_What you have to do_
Please state how many lines of the material below contain the word "overturned", giving the number alone.
- - - -
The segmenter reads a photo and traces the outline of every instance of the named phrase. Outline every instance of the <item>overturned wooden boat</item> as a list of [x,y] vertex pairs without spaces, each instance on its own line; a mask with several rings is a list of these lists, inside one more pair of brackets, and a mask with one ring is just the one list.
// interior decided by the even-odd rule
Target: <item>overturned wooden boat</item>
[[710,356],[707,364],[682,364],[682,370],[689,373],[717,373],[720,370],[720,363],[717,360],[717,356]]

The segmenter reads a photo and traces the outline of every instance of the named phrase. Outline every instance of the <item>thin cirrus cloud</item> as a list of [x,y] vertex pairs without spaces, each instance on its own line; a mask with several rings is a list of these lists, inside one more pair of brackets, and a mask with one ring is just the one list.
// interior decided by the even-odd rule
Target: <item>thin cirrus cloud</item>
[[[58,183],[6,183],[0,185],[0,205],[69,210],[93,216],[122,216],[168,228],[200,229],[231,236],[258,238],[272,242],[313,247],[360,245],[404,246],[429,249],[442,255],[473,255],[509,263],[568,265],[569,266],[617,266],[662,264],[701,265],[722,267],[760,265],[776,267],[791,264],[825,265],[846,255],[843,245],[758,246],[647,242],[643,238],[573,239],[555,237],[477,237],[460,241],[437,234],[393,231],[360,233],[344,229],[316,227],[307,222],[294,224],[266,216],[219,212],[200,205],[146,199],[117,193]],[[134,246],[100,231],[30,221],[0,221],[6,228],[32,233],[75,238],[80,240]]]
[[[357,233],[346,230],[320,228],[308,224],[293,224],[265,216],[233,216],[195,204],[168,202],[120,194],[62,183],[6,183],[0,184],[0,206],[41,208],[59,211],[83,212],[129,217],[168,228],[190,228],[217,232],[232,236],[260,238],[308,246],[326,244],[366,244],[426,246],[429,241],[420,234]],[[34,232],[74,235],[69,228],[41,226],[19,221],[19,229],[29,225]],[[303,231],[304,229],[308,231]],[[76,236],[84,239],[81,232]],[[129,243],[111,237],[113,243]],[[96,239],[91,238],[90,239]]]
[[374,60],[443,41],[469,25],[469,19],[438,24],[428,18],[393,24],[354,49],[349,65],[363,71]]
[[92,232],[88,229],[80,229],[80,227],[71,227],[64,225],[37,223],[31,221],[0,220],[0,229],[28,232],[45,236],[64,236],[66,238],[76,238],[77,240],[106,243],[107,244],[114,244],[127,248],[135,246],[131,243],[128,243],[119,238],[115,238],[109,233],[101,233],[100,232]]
- - - -
_Solution to this task_
2